Count the lines in the stored records below that contain the string "hockey", matching case exactly. Reply with the number alone.

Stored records
- - -

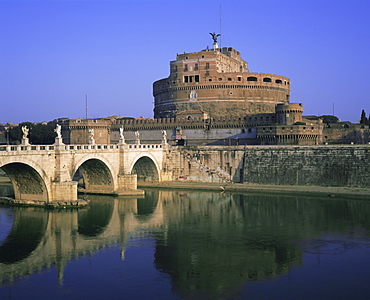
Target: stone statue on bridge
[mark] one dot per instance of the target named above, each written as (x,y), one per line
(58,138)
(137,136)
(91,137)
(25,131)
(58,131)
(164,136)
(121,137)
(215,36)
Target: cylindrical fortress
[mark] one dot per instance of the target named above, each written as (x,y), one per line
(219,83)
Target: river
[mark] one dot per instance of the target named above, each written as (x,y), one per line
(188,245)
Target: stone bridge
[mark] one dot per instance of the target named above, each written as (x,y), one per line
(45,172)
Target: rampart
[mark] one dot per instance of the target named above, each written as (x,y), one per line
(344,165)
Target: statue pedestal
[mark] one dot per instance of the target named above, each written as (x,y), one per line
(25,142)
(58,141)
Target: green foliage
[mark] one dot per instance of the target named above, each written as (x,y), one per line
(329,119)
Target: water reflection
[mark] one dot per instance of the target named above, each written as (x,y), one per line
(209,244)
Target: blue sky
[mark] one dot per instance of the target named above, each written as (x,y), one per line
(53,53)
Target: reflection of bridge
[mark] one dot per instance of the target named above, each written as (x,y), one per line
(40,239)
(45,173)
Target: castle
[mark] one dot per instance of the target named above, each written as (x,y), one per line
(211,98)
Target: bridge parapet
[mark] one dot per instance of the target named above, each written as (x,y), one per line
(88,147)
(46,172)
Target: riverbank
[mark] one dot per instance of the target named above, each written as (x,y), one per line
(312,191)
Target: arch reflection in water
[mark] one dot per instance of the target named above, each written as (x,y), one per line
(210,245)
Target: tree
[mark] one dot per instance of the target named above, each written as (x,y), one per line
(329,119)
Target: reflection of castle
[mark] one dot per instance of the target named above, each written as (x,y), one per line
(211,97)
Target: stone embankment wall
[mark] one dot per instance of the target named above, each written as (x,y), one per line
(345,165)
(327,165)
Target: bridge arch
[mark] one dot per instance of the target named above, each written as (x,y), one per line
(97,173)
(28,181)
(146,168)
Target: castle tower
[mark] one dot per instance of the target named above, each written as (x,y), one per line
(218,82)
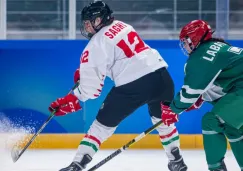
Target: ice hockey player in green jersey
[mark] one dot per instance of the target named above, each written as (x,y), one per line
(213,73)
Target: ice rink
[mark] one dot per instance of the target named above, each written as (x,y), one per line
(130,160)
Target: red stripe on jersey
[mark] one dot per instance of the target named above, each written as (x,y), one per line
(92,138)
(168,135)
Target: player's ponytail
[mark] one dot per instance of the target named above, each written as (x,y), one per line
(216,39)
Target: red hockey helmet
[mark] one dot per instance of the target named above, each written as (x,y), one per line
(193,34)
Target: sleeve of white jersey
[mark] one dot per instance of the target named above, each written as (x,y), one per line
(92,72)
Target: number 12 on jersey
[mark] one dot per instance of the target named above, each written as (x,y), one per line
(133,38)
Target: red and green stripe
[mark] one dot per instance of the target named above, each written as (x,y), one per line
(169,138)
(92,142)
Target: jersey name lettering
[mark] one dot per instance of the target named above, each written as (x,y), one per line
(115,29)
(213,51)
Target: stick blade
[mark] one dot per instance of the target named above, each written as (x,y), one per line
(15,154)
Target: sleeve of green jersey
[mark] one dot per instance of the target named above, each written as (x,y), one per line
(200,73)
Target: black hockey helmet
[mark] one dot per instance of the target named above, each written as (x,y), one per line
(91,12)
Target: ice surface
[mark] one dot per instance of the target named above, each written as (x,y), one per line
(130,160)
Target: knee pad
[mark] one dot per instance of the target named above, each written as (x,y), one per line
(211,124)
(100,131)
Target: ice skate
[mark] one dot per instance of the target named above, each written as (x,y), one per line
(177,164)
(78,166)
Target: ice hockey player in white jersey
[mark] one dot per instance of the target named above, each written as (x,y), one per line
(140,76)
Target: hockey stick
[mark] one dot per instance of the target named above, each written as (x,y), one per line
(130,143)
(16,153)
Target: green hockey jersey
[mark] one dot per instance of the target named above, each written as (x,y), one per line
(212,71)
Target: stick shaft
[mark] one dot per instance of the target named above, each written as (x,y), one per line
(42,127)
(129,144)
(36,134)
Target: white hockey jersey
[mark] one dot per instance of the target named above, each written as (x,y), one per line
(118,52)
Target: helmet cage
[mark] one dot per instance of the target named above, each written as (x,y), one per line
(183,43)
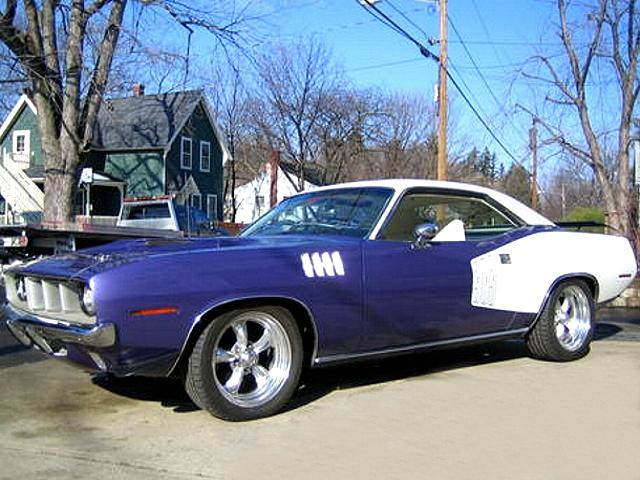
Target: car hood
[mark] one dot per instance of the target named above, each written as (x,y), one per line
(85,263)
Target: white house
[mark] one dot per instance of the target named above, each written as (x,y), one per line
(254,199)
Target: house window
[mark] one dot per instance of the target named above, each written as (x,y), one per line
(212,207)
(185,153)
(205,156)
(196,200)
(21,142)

- - -

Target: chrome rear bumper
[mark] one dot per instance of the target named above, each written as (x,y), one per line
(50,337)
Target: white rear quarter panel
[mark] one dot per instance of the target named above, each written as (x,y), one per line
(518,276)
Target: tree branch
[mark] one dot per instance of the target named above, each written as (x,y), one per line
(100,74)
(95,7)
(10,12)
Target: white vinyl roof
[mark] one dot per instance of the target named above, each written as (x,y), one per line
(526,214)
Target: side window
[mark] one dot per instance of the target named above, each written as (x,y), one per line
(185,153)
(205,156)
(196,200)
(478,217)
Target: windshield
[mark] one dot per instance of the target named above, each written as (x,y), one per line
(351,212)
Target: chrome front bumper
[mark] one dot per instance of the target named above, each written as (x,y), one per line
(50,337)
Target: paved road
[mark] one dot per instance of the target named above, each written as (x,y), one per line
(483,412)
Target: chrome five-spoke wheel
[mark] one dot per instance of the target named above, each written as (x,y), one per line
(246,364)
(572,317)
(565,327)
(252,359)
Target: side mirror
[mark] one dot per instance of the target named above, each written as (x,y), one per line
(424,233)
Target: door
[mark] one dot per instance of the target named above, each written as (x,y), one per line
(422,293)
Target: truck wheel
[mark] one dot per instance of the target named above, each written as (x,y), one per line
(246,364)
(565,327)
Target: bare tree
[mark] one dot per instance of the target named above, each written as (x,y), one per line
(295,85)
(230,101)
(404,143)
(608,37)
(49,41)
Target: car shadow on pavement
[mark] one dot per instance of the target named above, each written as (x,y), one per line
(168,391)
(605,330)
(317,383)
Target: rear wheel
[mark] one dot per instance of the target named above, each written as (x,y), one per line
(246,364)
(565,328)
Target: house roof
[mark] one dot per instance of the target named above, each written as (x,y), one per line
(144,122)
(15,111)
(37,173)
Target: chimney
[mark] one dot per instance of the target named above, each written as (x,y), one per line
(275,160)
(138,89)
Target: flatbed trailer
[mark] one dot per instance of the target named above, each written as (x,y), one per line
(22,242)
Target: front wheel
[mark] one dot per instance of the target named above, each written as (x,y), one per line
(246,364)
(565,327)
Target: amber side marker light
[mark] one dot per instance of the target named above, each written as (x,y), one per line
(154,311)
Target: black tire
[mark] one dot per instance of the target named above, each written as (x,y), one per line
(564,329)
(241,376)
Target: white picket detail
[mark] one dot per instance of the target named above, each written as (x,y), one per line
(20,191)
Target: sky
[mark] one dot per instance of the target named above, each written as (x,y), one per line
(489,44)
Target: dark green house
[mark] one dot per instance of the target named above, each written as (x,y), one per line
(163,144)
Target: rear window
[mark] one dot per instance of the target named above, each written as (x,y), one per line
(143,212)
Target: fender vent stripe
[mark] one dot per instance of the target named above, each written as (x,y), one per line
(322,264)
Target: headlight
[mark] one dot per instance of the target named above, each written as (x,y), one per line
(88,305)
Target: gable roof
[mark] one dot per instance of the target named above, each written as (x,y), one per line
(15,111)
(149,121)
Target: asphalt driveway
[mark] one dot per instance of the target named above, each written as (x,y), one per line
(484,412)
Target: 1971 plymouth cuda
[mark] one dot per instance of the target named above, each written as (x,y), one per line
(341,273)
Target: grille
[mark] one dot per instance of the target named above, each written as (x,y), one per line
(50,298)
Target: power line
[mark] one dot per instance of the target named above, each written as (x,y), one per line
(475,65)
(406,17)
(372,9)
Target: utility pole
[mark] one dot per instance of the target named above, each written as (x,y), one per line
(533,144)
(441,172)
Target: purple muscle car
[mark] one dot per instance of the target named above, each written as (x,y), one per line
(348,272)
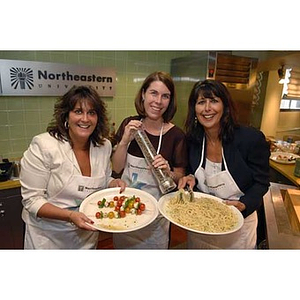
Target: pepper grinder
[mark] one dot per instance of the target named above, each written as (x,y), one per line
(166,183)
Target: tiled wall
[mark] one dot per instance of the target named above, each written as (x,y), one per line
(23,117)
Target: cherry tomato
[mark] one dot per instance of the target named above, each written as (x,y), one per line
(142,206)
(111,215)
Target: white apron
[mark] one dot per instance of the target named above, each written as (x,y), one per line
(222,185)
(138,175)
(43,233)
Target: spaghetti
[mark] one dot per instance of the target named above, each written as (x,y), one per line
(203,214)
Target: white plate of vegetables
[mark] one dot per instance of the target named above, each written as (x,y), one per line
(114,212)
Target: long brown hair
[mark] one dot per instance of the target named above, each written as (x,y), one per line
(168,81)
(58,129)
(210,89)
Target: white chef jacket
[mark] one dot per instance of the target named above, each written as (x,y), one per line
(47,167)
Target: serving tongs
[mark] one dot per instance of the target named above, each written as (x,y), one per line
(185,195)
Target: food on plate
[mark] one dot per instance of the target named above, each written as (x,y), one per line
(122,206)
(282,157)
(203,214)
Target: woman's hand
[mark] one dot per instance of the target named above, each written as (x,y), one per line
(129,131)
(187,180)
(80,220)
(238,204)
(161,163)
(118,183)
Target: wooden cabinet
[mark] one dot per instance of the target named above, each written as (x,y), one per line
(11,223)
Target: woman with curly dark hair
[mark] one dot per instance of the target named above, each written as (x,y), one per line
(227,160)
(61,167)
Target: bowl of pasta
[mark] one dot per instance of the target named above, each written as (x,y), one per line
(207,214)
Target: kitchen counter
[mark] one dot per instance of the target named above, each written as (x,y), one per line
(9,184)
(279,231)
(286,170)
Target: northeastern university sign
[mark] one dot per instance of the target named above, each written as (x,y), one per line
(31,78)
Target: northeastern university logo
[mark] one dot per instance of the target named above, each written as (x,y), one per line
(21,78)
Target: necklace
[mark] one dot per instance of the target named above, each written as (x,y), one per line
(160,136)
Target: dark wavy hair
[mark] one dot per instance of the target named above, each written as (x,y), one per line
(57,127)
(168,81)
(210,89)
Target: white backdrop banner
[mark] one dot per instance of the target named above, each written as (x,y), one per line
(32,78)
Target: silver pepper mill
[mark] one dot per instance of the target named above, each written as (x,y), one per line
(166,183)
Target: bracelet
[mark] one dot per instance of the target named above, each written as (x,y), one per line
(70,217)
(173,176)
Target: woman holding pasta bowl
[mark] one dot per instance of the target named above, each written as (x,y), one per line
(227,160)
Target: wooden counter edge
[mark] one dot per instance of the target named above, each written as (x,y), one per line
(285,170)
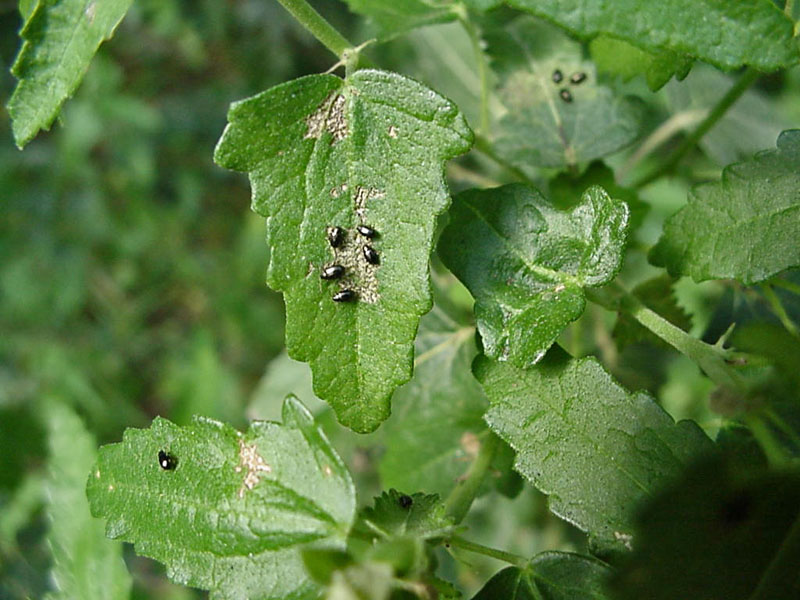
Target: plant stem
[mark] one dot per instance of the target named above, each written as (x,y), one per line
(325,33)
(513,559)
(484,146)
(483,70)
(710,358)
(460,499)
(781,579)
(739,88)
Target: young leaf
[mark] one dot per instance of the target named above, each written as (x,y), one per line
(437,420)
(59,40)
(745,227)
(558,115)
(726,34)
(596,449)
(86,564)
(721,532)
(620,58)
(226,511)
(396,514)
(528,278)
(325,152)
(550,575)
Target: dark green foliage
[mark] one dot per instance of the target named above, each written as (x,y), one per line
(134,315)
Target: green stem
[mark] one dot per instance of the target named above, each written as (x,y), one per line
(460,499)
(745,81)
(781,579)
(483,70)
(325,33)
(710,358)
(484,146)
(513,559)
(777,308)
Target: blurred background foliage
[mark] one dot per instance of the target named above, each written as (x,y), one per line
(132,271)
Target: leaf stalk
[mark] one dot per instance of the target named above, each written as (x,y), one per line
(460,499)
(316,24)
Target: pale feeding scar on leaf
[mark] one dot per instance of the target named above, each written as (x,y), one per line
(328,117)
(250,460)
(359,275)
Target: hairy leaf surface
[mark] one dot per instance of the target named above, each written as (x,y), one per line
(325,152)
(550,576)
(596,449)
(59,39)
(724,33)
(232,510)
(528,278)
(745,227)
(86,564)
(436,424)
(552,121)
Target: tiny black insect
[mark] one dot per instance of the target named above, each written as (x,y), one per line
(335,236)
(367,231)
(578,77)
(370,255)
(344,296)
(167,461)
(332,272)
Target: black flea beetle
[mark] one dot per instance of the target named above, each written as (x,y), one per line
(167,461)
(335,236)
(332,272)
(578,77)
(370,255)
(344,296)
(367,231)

- - -

> **Written response**
7